--- start of Selected extract ---
C23 - Magnetic Fields

Question 1

What’s a magnetic field?

Answer 1

A field surrounding a permanent magnet or current-carrying conductor in which magnetic objects experience a force.

(Field patterns again shown using [magnetic] field lines).

Question 2

What do magnetic field patterns show?

Answer 2

The arrow points from north to south.

Equally spaced and parallel magnetic field lines represent a uniform field (strength of the field doesn’t vary).

Magnetic field is stronger when the magnetic field lines are closer. (For a bar magnetic, the field is strongest at its north and south poles).

Like poles repel, unlike poles attract.

Question 3

How can the direction of magnetic field be determined for a current carrying wire?

Answer 3

Right-hand grip rule.

The thumb points in the direction of conventional current, and the direction of the field is given by the direction in which the fingers curl around the wire.

Question 4

How do magnetic field lines appear for a coiled wire with current passing through?
--- end of Selected extract ---
## Actions to take
1. From the magnetic fields notes, reproduce the passage starting at "Right-hand grip rule." and ending at "around the wire.".
2. According to the magnetic fields notes, what do equally spaced and parallel magnetic field lines represent?
3. Carry on the magnetic fields notes from the point at which they stop.
--- start of Dataset extract ---
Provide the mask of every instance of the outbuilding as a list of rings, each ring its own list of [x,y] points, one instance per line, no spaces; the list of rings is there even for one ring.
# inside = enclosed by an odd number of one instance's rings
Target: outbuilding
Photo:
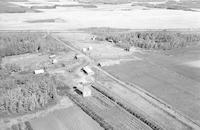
--- end of Dataset extract ---
## Final results
1.
Right-hand grip rule.

The thumb points in the direction of conventional current, and the direction of the field is given by the direction in which the fingers curl around the wire.

2. They represent a uniform field, meaning the strength of the field does not vary.

3.
Answer 4

Same as a bar magnet

Question 5

What is the strength of magnetic fields measured in?

Answer 5

Tesla, T

Question 6

What happens when a current-carrying conductor is placed in a magnetic field?

Answer 6

The external magnetic field and field around the conductor interact (like permanent magnets) and experience equal and opposite forces.

Question 7

What does Flemings left hand rule show?

Answer 7

First finger - (field) Gives the direction of the external magnetic field

Second finger - (current) Gives the direction of the conventional current

Thumb - (motion) Gives the direction of motion/force of the wire

Question 8

What factors affect the size of the force experienced by a wire (current-carrying conductor) in a magnetic field?

Answer 8

Current (I)
Length of wire in the field (L)
Strength of magnetic field (B)
Angle between the magnetic field and current direction (Sin θ)

Therefore:
F = BILsin θ

Question 9

When is the force on a wire (current-carrying conductor) greatest when placed in a magnetic field?

Answer 9

When placed perpendicular (90°) to the direction to magnetic field.
(0 when parallel)

Question 10

What is magnetic flux density?

Answer 10

The strength of the magnetic field.

Question 11

How can magnetic flux density between 2 magnets be determined in a lab?

Answer 11

Equipment: wire, clamp, top-pan balance, crocodile clips, ammeter, variable supply.

Place the magnets on a top-pan balance. The magnetic field between them is almost uniform. A stiff copper wire is held perpendicular to the magnetic field between the 2 poles.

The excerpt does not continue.